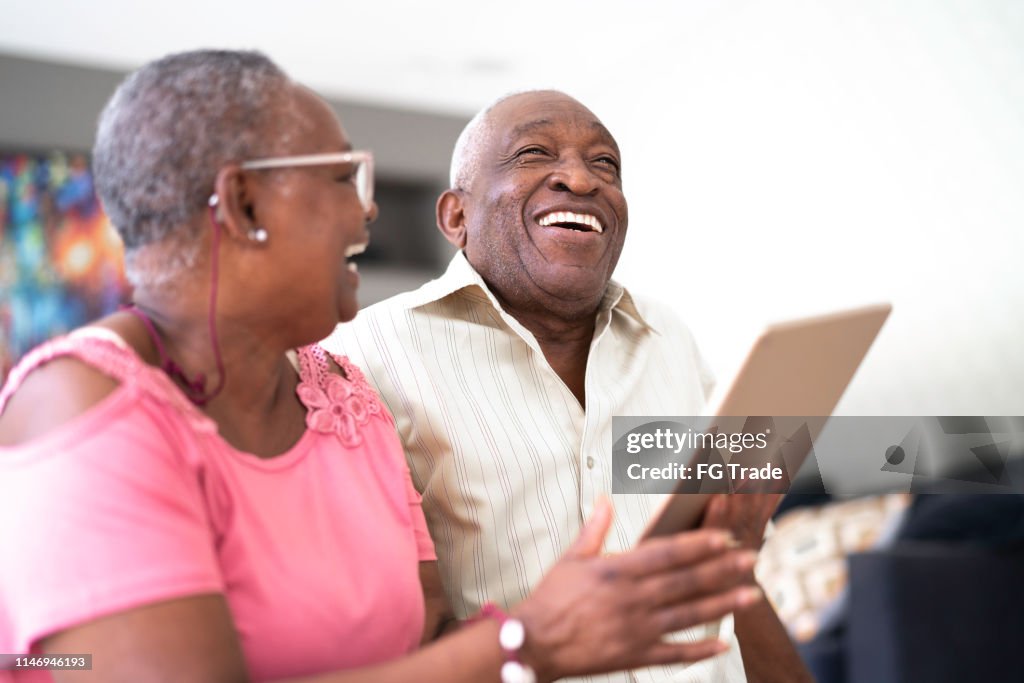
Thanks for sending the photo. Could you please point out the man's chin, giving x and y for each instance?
(570, 284)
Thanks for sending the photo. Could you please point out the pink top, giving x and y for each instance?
(138, 500)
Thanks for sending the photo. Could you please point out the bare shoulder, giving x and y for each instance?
(51, 395)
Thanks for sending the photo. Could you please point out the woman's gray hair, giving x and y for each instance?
(166, 132)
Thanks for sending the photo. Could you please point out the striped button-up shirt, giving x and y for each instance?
(508, 462)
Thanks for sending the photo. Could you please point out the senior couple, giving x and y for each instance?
(194, 488)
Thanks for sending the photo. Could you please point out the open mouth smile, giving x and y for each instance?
(354, 250)
(583, 222)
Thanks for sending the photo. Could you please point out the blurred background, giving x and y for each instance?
(780, 159)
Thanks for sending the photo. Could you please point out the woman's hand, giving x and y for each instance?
(593, 613)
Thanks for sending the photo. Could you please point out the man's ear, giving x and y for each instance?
(235, 202)
(452, 217)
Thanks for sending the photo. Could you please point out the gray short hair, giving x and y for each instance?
(168, 129)
(465, 156)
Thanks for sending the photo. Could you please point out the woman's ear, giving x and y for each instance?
(452, 217)
(233, 208)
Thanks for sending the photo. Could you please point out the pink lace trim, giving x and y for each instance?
(337, 404)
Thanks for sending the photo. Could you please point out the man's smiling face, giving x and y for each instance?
(545, 213)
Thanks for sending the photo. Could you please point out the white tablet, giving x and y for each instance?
(795, 369)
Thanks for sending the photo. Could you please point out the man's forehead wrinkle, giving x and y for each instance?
(600, 127)
(527, 127)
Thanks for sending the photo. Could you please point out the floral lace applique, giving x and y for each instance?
(339, 406)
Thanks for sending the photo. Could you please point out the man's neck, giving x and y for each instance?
(564, 341)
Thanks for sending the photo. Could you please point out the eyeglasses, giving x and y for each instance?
(361, 173)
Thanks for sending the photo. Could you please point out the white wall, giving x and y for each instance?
(806, 156)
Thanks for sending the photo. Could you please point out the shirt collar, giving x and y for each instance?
(461, 276)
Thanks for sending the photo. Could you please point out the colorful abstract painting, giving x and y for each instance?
(60, 260)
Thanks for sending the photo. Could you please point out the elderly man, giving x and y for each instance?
(504, 374)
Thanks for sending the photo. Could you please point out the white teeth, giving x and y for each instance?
(570, 217)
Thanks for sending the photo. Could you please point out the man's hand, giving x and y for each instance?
(745, 515)
(769, 654)
(593, 612)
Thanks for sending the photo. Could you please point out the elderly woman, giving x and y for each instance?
(192, 489)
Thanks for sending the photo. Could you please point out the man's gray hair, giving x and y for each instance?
(465, 156)
(166, 132)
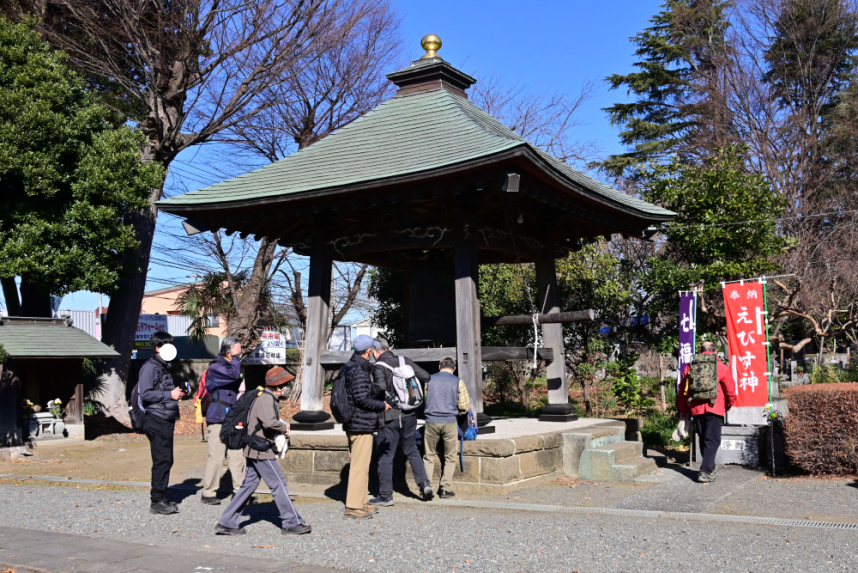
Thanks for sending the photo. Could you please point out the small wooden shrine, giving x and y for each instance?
(429, 184)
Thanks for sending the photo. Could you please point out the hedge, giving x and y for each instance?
(821, 431)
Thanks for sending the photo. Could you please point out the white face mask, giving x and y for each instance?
(168, 352)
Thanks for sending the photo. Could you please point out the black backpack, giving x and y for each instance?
(342, 405)
(233, 433)
(136, 411)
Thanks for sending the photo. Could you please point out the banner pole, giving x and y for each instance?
(768, 346)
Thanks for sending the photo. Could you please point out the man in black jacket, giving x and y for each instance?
(360, 427)
(398, 426)
(159, 398)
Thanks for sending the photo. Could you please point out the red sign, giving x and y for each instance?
(746, 336)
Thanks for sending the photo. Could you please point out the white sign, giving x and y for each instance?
(147, 325)
(271, 349)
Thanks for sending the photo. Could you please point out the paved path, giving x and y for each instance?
(28, 550)
(432, 538)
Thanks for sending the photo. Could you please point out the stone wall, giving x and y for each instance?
(490, 464)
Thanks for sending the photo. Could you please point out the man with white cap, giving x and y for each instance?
(159, 398)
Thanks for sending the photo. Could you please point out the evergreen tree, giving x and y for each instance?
(70, 172)
(677, 104)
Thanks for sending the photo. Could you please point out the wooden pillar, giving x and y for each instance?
(311, 416)
(558, 408)
(468, 344)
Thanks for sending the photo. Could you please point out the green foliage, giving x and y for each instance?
(209, 297)
(674, 53)
(70, 173)
(385, 286)
(706, 243)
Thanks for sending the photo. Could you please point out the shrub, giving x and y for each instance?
(821, 430)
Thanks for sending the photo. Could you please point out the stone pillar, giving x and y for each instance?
(558, 408)
(468, 343)
(311, 416)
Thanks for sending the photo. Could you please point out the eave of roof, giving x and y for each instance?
(422, 134)
(46, 340)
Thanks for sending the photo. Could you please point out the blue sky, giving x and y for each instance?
(547, 45)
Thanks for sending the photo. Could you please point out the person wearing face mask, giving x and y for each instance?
(264, 419)
(160, 400)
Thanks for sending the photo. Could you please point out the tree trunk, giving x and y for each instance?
(123, 314)
(34, 301)
(244, 323)
(10, 293)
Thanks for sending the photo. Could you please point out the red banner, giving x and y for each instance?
(746, 336)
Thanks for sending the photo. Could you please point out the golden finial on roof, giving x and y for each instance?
(431, 43)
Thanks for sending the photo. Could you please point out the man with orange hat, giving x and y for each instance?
(262, 465)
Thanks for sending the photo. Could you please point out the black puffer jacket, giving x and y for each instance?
(365, 419)
(382, 382)
(154, 388)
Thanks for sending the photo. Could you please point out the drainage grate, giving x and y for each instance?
(711, 517)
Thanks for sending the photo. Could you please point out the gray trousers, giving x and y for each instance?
(268, 470)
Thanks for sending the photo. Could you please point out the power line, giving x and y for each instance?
(751, 222)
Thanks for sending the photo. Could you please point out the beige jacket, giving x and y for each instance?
(265, 410)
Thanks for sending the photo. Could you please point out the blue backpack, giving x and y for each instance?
(468, 431)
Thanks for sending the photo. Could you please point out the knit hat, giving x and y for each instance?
(278, 376)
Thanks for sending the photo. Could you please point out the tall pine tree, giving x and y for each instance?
(677, 104)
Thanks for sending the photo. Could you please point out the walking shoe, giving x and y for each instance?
(163, 508)
(357, 514)
(221, 530)
(297, 530)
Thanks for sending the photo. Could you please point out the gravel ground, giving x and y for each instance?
(410, 538)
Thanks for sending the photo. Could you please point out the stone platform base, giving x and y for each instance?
(520, 450)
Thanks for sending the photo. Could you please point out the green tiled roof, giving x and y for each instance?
(405, 135)
(49, 338)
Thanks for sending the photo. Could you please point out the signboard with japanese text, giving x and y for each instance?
(746, 337)
(271, 349)
(147, 325)
(687, 327)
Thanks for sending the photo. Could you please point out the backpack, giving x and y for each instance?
(468, 431)
(136, 410)
(703, 378)
(203, 396)
(233, 433)
(342, 404)
(407, 390)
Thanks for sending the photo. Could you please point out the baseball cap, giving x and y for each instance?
(362, 342)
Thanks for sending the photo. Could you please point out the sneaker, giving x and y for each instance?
(357, 514)
(163, 508)
(297, 530)
(221, 530)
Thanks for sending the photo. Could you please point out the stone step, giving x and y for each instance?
(630, 469)
(619, 461)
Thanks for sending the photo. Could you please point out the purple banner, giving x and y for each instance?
(686, 330)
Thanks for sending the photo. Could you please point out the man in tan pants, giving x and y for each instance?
(223, 380)
(360, 427)
(446, 397)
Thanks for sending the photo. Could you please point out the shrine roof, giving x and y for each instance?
(423, 132)
(49, 338)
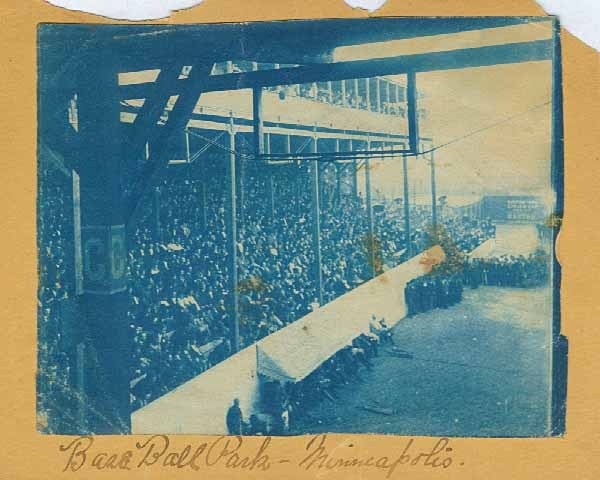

****************************************

Task to carry out:
A word-for-word copy of all the data, without pictures, is the expected output.

Reply:
Thanks for sending the photo. Could you please point out the man's chin, giving x and y for each instance?
(570, 284)
Thanks for sending the photo. Could you please point out the pink top, giving x and y for each instance?
(138, 500)
Thanks for sending the photo. Could you please point out the bare shoulder, giving x and y for each instance?
(51, 395)
Thanks for sending the photo. Could you please point out the woman's gray hair, giving x and y for each instance?
(166, 132)
Thanks for sending the photo. Could you please point out the striped button-up shirt, giving x and y for each instance?
(508, 462)
Thanks for sending the photo. Could you please point out the senior couple, giving x and y for each instance?
(194, 488)
Thanks for sending the photo. Could you please point out the open mouth smile, giving x and y for each instance?
(354, 250)
(583, 222)
Thanks for sending the photo. Could you please point out the blurred background, giving x and y for each instance?
(780, 159)
Thanks for sending the photo. Could you please point out the woman's hand, giving x and y for each instance?
(593, 613)
Thanks for sending the photo. Could you please point out the man's ear, giving x and y for each instance?
(235, 202)
(452, 217)
Thanks for sending the photo. Could you please point out the gray short hair, giving x and y for each instance?
(168, 129)
(465, 156)
Thanks for sending the photo. Could you please point out the woman's ear, giving x and y for each instance?
(452, 217)
(233, 208)
Thanks for sending the photo. Could you please point out the pink lace trim, giving x and y for each instance?
(337, 404)
Thanks for sending the photo. Could you please point out the man's smiling face, giving x and y for each instance?
(545, 213)
Thanks for sending the photo. Could you please point out the white tablet, giving x and y for each instance?
(795, 369)
Thanks for sending the photo. Could you please point out the man's forehead wrinkle, giving x and y for each instance?
(600, 127)
(527, 127)
Thanks for sending the photo. Could you please point out the floral lace applique, giving x and y for each instance?
(339, 406)
Thanks for sending the photo. Could you please point out the man's neck, giving x and y for each instance?
(564, 341)
Thanks for sending the photo. Could you please point out the eyeglasses, giving x and y for each instance?
(361, 173)
Thanks for sending the photo. Could you please point out the white wall, giving x and y for each instance?
(806, 156)
Thanks for sending the photo. Could you please point out the shirt collar, giving x and y for each instance?
(461, 276)
Thanks for sending the photo. Could you please point out the colorful abstract painting, giving x and y for each instance?
(60, 260)
Thanks for sending the photo. Could you please point out the elderly man, giving x and y for each instance?
(504, 374)
Thanks for sending the photo. Could you please point out the white teeth, giving x and y for each instance?
(570, 217)
Thanks for sending the photo. Could you please point out the man's hand, giving x and y for each instance?
(745, 515)
(769, 654)
(593, 612)
Thanks for sending the photo. Could you please point out the elderly woman, giving x and y for each instance?
(192, 489)
Thanks for sending the photo. Could you please point out the man's gray hair, giving x and y for each instance?
(465, 156)
(166, 132)
Thanks for sending the photo. Could you please point out the small wooden shrine, giving x and y for each instance?
(429, 184)
Thanks for sending the photo. Could you please point out the hedge, giving x and y for each instance?
(821, 431)
Thanks for sending the photo. Could you please point out the white face mask, giving x and y for each instance?
(168, 352)
Thanks for sending the photo. Could you please point out the black backpack, giving x and y for each instance?
(342, 405)
(233, 433)
(136, 411)
Thanks for sending the photo. Could you please point out the banner pole, giving x and y for each instance?
(768, 346)
Thanks for sending the photo. Could you please point out the man in black jacket, giving x and y for each instance?
(360, 427)
(398, 426)
(159, 398)
Thanks for sending the photo. Could you please point out the red sign, giving x and y for each instance?
(746, 336)
Thanks for sending the photo. Could you please point out the white sign, giving x and y for each instance?
(147, 325)
(271, 349)
Thanks for sending the photo. Could you please point out the paved path, giving x and y for each instance?
(28, 550)
(432, 538)
Thanks for sending the photo. Could you please point out the stone wall, giving x and y for each instance?
(490, 464)
Thanks for sending the photo. Could you please point out the man with white cap, giving x and y for each instance?
(159, 398)
Thanks for sending the photo. Could you please point out the evergreen tree, giving x and y for each instance?
(70, 172)
(677, 104)
Thanks for sending the photo. Could you please point out the wooden pillar, giving x and y for each instance?
(311, 416)
(558, 408)
(468, 344)
Thanks for sending the photo. Could you please point out the green foliage, giving x and y for each instance?
(209, 297)
(674, 53)
(70, 173)
(385, 286)
(706, 243)
Thanks for sending the photo. Could you please point out the shrub, giving x and y for each instance?
(821, 430)
Thanks for sending the photo. Could you please point out the stone pillar, giving x and y for each instance?
(558, 408)
(468, 343)
(311, 416)
Thanks for sending the photo. Could you please point out the eave of roof, giving x and y for each instance?
(422, 134)
(46, 340)
Thanks for sending the photo. Could you please point out the blue sky, giving x and y for each instance?
(547, 45)
Thanks for sending the photo. Could you please point out the person wearing face mask, giving x and y for each instance?
(264, 419)
(160, 400)
Thanks for sending the photo. Could you please point out the tree trunk, giving x and y for each instance?
(123, 314)
(34, 301)
(244, 323)
(10, 293)
Thanks for sending the photo. Could you please point out the red banner, giving x and y for each instance?
(746, 336)
Thanks for sending the photo. Could you please point out the golden finial on roof, giving x and y for each instance?
(431, 43)
Thanks for sending the photo. Could you please point out the man with orange hat, giving x and y for each instance?
(262, 465)
Thanks for sending the photo. Could you please point out the black puffer jacket, giving x and y for each instance?
(365, 419)
(382, 382)
(154, 388)
Thanks for sending the photo. Could you please point out the drainage grate, giving x and y for each instance?
(711, 517)
Thanks for sending the photo. Could you please point out the gray trousers, giving x and y for each instance?
(268, 470)
Thanks for sending the photo. Could you please point out the power line, giving x and y for each instance?
(751, 222)
Thanks for sending the photo. Could you please point out the beige jacket, giving x and y for each instance?
(265, 410)
Thanks for sending the photo. Could you please point out the blue backpack, giving x and y for each instance?
(468, 431)
Thanks for sending the photo. Could you please point out the knit hat, giving x and y for each instance?
(278, 376)
Thanks for sending the photo. Could you please point out the tall pine tree, giving x and y for each instance?
(677, 104)
Thanks for sending the photo. Could you please point out the walking shoe, giving x and y for each instance?
(163, 508)
(357, 514)
(221, 530)
(297, 530)
Thanks for sending the photo. Could you please point out the gravel ground, giving x and y for each instance?
(410, 538)
Thanks for sending the photo. Could you please point out the stone platform base, giving x and y for each instance?
(520, 450)
Thanks for sending the photo. Could you please point out the green tiled roof, giving x and y for each instance?
(405, 135)
(49, 338)
Thanks for sending the photo. Could you please point out the signboard with japanese text, giving x and y for each instance?
(746, 337)
(271, 349)
(147, 325)
(687, 327)
Thanks for sending the photo. Could you please point out the backpack, giving x and y for each instance?
(468, 431)
(136, 410)
(703, 378)
(203, 396)
(233, 433)
(342, 404)
(407, 390)
Thanks for sending the photo. Could you please point out the baseball cap, giving x and y for each instance?
(362, 342)
Thanks for sending the photo. Could you please point out the sneaker, giving x and y for each instance?
(357, 514)
(163, 508)
(297, 530)
(221, 530)
Thanks for sending the photo. Could you please point out the stone step, giving x and y for each instance?
(630, 469)
(619, 461)
Thanks for sending the photo. Could you please point out the purple banner, giving x and y for each instance?
(686, 330)
Thanks for sending the photo. Could you please point out the man in tan pants, giving x and y for each instance?
(223, 380)
(360, 427)
(446, 397)
Thanks for sending the photo. Could you please point out the shrine roof, giving x and y for each instance?
(423, 132)
(49, 338)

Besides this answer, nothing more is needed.